اهْدِنَا الصِّرَاطَ الْمُسْتَقِيمَ
“Tunjukilah (berilah hidayah) kami kepada jalan yang lurus.” (Al-Fatihah: 6)
Bila timbul pertanyaan,
bagaimana seorang mukmin meminta hidayah di setiap waktu shalatnya dan
di luar shalatnya, sementara mukmin berarti ia telah beroleh hidayah?
Bukankah dengan begitu berarti ia telah meminta apa yang sudah ada pada
dirinya?
Al-Hafizh Ibnu Katsir rahimahullahu
memberikan jawabannya: Allah Subhanahu wa Ta’ala membimbing
hamba-hamba-Nya untuk meminta hidayah, karena setiap insan
membutuhkannya siang dan malam. Seorang hamba butuh kepada Allah
Subhanahu wa Ta’ala setiap saat untuk mengokohkannya di atas hidayah,
agar hidayah itu bertambah dan terus-menerus dimilikinya. Karena seorang
hamba tidak dapat memberikan kemanfaatan dan tidak dapat menolak
kemudaratan dari dirinya, kecuali apa yang Allah Subhanahu wa Ta’ala
kehendaki. Allah Subhanahu wa Ta’ala pun membimbing si hamba agar di
setiap waktu memohon kepada-Nya pertolongan, kekokohan, dan taufik.
━━━
### SOAL TERTULIS A
Tuliskan ulang bagian kutipan teks tentang permohonan hidayah ini, dari "Al-Hafizh Ibnu Katsir" sampai "kekokohan, dan taufik.", kedua ujungnya ikut ditulis.
━━━
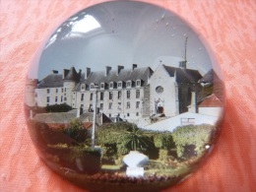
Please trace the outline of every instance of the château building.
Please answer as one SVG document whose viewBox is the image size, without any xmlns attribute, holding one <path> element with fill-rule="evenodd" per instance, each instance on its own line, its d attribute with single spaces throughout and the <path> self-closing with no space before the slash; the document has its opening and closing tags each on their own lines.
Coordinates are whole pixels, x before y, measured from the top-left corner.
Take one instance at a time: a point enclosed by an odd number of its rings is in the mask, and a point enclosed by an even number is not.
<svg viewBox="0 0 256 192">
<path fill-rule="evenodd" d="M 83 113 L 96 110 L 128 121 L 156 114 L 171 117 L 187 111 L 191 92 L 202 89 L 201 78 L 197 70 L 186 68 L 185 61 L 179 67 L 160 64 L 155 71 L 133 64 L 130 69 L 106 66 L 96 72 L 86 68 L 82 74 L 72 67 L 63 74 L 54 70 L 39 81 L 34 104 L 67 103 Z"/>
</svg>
━━━
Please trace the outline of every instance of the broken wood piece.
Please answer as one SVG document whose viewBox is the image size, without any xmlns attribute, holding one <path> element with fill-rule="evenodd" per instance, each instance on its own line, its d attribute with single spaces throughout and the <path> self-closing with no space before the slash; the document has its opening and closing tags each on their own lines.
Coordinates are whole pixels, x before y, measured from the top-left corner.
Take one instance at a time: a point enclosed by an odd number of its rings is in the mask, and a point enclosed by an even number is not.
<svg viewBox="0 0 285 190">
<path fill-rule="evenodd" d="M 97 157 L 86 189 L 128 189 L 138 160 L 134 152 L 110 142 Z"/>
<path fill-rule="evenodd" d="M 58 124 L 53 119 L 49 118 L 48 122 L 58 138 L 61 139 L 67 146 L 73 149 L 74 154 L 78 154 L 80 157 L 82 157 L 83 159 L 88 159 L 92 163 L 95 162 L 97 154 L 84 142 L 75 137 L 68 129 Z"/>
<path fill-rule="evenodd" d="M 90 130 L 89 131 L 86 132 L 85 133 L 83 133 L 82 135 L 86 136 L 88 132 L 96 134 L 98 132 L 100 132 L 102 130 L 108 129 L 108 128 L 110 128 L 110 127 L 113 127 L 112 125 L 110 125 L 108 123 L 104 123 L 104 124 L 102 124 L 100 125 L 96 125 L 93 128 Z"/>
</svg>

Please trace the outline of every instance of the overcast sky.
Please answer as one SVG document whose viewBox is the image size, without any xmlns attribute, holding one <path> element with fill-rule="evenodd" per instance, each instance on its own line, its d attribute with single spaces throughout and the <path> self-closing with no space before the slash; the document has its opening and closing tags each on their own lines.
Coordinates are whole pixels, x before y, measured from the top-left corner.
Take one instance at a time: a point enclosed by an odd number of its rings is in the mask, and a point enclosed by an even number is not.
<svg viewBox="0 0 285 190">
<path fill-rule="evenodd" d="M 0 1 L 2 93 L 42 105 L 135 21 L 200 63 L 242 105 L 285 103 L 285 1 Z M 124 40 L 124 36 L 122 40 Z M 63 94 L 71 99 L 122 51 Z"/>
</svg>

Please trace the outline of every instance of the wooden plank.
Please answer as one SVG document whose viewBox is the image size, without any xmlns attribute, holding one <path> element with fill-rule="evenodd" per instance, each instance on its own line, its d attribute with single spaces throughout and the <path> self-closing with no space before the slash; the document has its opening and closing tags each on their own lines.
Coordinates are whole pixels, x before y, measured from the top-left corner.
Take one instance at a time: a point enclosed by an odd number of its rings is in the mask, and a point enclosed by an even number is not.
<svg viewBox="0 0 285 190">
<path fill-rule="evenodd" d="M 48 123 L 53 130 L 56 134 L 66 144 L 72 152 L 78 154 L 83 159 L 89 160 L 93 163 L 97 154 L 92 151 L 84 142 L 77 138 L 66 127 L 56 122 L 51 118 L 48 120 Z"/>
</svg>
━━━
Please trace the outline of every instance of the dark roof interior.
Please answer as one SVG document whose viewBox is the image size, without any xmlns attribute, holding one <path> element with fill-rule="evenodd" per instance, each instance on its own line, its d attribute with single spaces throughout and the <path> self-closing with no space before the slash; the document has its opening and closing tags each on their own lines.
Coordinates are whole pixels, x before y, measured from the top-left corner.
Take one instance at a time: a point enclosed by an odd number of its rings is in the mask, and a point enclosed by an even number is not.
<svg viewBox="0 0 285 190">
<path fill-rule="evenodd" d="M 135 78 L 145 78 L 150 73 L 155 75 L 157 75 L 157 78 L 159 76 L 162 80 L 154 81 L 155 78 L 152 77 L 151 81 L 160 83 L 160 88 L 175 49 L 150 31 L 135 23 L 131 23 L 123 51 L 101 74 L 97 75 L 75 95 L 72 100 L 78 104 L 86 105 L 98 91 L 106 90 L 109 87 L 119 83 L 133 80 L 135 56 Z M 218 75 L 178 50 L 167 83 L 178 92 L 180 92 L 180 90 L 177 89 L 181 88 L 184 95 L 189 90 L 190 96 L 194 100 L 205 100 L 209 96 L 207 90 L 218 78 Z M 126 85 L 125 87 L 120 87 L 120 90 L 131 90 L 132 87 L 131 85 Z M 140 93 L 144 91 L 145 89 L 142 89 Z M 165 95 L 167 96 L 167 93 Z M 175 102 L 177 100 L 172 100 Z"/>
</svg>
━━━
### SOAL TERTULIS B
Tampilkan semua baris catatan yang mengandung kata "overcast".

### JAWABAN JADI A
Al-Hafizh Ibnu Katsir rahimahullahu
memberikan jawabannya: Allah Subhanahu wa Ta’ala membimbing
hamba-hamba-Nya untuk meminta hidayah, karena setiap insan
membutuhkannya siang dan malam. Seorang hamba butuh kepada Allah
Subhanahu wa Ta’ala setiap saat untuk mengokohkannya di atas hidayah,
agar hidayah itu bertambah dan terus-menerus dimilikinya. Karena seorang
hamba tidak dapat memberikan kemanfaatan dan tidak dapat menolak
kemudaratan dari dirinya, kecuali apa yang Allah Subhanahu wa Ta’ala
kehendaki. Allah Subhanahu wa Ta’ala pun membimbing si hamba agar di
setiap waktu memohon kepada-Nya pertolongan, kekokohan, dan taufik.

### JAWABAN JADI B
Please trace the outline of every instance of the overcast sky.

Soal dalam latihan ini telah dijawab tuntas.